TASK REQUIREMENTS ▸ Return each of the entries below precisely as it appears.

STORED DATA ▸
=-=-=-=-=

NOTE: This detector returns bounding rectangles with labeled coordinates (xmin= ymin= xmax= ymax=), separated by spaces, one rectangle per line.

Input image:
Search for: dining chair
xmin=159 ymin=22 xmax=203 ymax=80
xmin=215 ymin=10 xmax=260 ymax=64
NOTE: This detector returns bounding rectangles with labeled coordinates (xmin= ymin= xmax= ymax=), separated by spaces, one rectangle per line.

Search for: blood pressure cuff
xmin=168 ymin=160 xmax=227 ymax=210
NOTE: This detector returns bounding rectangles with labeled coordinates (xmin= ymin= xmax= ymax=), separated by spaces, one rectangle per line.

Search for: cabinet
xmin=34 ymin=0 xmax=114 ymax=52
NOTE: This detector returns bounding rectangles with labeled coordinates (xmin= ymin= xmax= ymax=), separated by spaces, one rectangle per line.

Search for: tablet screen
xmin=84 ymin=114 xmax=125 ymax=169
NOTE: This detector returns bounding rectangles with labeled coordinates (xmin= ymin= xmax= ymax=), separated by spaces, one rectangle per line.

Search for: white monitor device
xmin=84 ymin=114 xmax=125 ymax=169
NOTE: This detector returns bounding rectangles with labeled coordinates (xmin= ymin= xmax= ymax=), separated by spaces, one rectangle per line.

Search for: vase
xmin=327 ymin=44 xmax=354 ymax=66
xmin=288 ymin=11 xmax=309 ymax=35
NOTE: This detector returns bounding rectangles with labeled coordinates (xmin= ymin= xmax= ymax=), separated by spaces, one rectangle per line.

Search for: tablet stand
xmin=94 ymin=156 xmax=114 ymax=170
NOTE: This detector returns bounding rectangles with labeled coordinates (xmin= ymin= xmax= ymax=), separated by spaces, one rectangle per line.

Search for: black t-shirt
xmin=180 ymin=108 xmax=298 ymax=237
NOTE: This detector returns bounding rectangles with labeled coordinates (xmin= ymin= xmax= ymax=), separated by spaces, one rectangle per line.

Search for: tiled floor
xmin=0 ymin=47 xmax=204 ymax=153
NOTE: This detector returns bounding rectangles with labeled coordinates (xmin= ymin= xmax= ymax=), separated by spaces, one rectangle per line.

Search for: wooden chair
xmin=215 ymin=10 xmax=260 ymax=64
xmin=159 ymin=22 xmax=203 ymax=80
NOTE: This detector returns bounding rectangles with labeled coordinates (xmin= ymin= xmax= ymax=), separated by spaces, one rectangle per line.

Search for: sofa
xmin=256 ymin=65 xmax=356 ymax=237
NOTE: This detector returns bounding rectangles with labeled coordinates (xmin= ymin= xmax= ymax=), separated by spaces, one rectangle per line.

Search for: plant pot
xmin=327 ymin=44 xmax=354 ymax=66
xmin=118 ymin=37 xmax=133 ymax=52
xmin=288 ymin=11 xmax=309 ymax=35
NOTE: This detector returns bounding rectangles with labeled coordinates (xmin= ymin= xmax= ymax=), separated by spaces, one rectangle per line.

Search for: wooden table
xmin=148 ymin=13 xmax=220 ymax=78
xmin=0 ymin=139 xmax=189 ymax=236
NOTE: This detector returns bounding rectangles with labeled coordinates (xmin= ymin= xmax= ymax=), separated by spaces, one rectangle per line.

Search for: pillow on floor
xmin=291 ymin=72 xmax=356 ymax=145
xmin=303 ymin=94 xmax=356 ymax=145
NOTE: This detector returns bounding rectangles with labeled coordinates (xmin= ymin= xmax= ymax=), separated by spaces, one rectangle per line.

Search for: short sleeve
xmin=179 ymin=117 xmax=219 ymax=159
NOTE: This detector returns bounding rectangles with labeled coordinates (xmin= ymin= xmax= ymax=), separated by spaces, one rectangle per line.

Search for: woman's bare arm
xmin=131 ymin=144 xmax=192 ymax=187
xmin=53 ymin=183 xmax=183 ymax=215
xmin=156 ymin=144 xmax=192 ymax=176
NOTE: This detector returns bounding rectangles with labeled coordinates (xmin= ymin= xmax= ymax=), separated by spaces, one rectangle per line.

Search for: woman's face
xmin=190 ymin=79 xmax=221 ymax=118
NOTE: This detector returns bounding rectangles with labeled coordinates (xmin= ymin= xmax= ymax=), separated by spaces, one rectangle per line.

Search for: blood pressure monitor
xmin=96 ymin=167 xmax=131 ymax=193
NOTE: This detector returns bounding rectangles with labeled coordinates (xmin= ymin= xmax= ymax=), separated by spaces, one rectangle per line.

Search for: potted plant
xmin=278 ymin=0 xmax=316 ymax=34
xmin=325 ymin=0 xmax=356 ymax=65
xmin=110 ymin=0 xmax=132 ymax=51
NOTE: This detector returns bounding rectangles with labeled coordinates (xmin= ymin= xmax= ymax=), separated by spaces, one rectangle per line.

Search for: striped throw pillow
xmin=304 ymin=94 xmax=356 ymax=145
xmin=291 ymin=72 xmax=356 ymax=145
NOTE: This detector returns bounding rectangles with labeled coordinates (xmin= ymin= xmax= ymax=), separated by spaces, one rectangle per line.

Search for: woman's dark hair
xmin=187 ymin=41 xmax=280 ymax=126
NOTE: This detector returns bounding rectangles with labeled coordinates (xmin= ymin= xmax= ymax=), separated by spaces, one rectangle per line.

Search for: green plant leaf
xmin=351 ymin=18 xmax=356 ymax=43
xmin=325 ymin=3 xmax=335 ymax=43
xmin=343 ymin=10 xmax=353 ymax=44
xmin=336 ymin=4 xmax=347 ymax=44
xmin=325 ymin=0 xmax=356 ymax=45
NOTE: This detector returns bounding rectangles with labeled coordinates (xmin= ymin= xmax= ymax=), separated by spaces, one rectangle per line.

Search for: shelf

=-=-=-=-=

EXERCISE RESULT ▸
NOTE: This detector returns bounding rectangles with labeled coordinates (xmin= ymin= xmax= ymax=), separated by spaces, one rectangle per line.

Input image:
Search for: dining chair
xmin=159 ymin=22 xmax=203 ymax=80
xmin=215 ymin=10 xmax=260 ymax=64
NOTE: This detector returns bounding rectangles with labeled coordinates (xmin= ymin= xmax= ymax=), separated by spaces, one rectangle per line.

Search for: blood pressure cuff
xmin=168 ymin=160 xmax=227 ymax=210
NOTE: This detector returns bounding rectangles with labeled coordinates (xmin= ymin= xmax= ymax=), separated by spaces, one rectangle per line.

Search for: cabinet
xmin=34 ymin=0 xmax=114 ymax=52
NOTE: This detector returns bounding rectangles with labeled coordinates (xmin= ymin= xmax= ymax=), separated by spaces, one rectangle per line.

Search for: tablet screen
xmin=84 ymin=114 xmax=125 ymax=169
NOTE: This detector returns bounding rectangles with labeled coordinates (xmin= ymin= xmax= ymax=), separated by spaces, one rectangle per line.

Search for: white monitor device
xmin=84 ymin=114 xmax=125 ymax=169
NOTE: This detector returns bounding rectangles with labeled coordinates (xmin= ymin= xmax= ymax=), separated by spaces, one rectangle per line.

Search for: vase
xmin=327 ymin=44 xmax=354 ymax=66
xmin=288 ymin=11 xmax=309 ymax=35
NOTE: This detector returns bounding rectangles with labeled coordinates (xmin= ymin= xmax= ymax=), separated by spaces, one rectangle per line.

Search for: tablet stand
xmin=94 ymin=156 xmax=114 ymax=170
NOTE: This detector returns bounding rectangles with labeled coordinates (xmin= ymin= xmax= ymax=), separated by spaces, one rectangle per line.

Search for: black t-shirt
xmin=180 ymin=108 xmax=298 ymax=237
NOTE: This detector returns bounding rectangles with labeled coordinates (xmin= ymin= xmax= ymax=), separated by spaces, one rectangle per line.

Search for: tiled floor
xmin=0 ymin=47 xmax=204 ymax=153
NOTE: This detector returns bounding rectangles with labeled coordinates (xmin= ymin= xmax= ymax=), separated by spaces, one rectangle per line.

Search for: wooden chair
xmin=215 ymin=10 xmax=260 ymax=64
xmin=159 ymin=22 xmax=203 ymax=80
NOTE: This detector returns bounding rectangles with labeled coordinates (xmin= ymin= xmax= ymax=), separated by spaces, one rectangle per line.

Search for: sofa
xmin=256 ymin=65 xmax=356 ymax=237
NOTE: This detector returns bounding rectangles with labeled coordinates (xmin= ymin= xmax= ymax=), separated by spaces, one rectangle per line.

Search for: plant pot
xmin=327 ymin=44 xmax=354 ymax=66
xmin=118 ymin=37 xmax=133 ymax=52
xmin=288 ymin=11 xmax=309 ymax=35
NOTE: This detector returns bounding rectangles with labeled coordinates (xmin= ymin= xmax= ymax=), separated by spaces, one rectangle per line.

Search for: wooden table
xmin=148 ymin=13 xmax=220 ymax=78
xmin=0 ymin=139 xmax=189 ymax=236
NOTE: This detector returns bounding rectangles with labeled coordinates (xmin= ymin= xmax= ymax=), separated by spaces, one rectangle per line.

Search for: pillow on floor
xmin=291 ymin=72 xmax=356 ymax=145
xmin=303 ymin=94 xmax=356 ymax=145
NOTE: This detector returns bounding rectangles with labeled coordinates (xmin= ymin= xmax= ymax=), separated by spaces, one rectangle per line.

Search for: short sleeve
xmin=179 ymin=117 xmax=219 ymax=159
NOTE: This detector returns bounding rectangles with labeled coordinates (xmin= ymin= xmax= ymax=), separated by spaces, one rectangle per line.

Search for: woman's bare arm
xmin=131 ymin=144 xmax=192 ymax=187
xmin=53 ymin=183 xmax=183 ymax=215
xmin=156 ymin=144 xmax=192 ymax=176
NOTE: This detector returns bounding rectangles with labeled coordinates (xmin= ymin= xmax= ymax=), separated by spaces, one rectangle per line.

Search for: woman's face
xmin=190 ymin=79 xmax=221 ymax=118
NOTE: This detector returns bounding rectangles with labeled coordinates (xmin= ymin= xmax= ymax=), separated by spaces, one rectangle per line.

Search for: blood pressure monitor
xmin=96 ymin=167 xmax=131 ymax=193
NOTE: This detector returns bounding rectangles with labeled coordinates (xmin= ymin= xmax= ymax=), separated by spaces, one rectangle per line.

Search for: potted plant
xmin=278 ymin=0 xmax=316 ymax=34
xmin=325 ymin=0 xmax=356 ymax=65
xmin=110 ymin=0 xmax=132 ymax=51
NOTE: This detector returns bounding rectangles with labeled coordinates (xmin= ymin= xmax= ymax=), separated by spaces, one rectangle per line.

Search for: striped throw pillow
xmin=304 ymin=94 xmax=356 ymax=145
xmin=291 ymin=72 xmax=356 ymax=145
NOTE: This detector returns bounding rectangles with labeled coordinates (xmin= ymin= xmax= ymax=), separated by spaces, one rectangle per line.

Search for: woman's dark hair
xmin=187 ymin=41 xmax=280 ymax=126
NOTE: This detector returns bounding rectangles with labeled coordinates (xmin= ymin= xmax= ymax=), separated by spaces, one rectangle per line.

Search for: green plant leaf
xmin=351 ymin=18 xmax=356 ymax=43
xmin=325 ymin=3 xmax=335 ymax=43
xmin=343 ymin=10 xmax=353 ymax=44
xmin=336 ymin=4 xmax=347 ymax=44
xmin=325 ymin=0 xmax=356 ymax=45
NOTE: This detector returns bounding rectangles with labeled coordinates (xmin= ymin= xmax= ymax=), separated by spaces, one rectangle per line.

Search for: shelf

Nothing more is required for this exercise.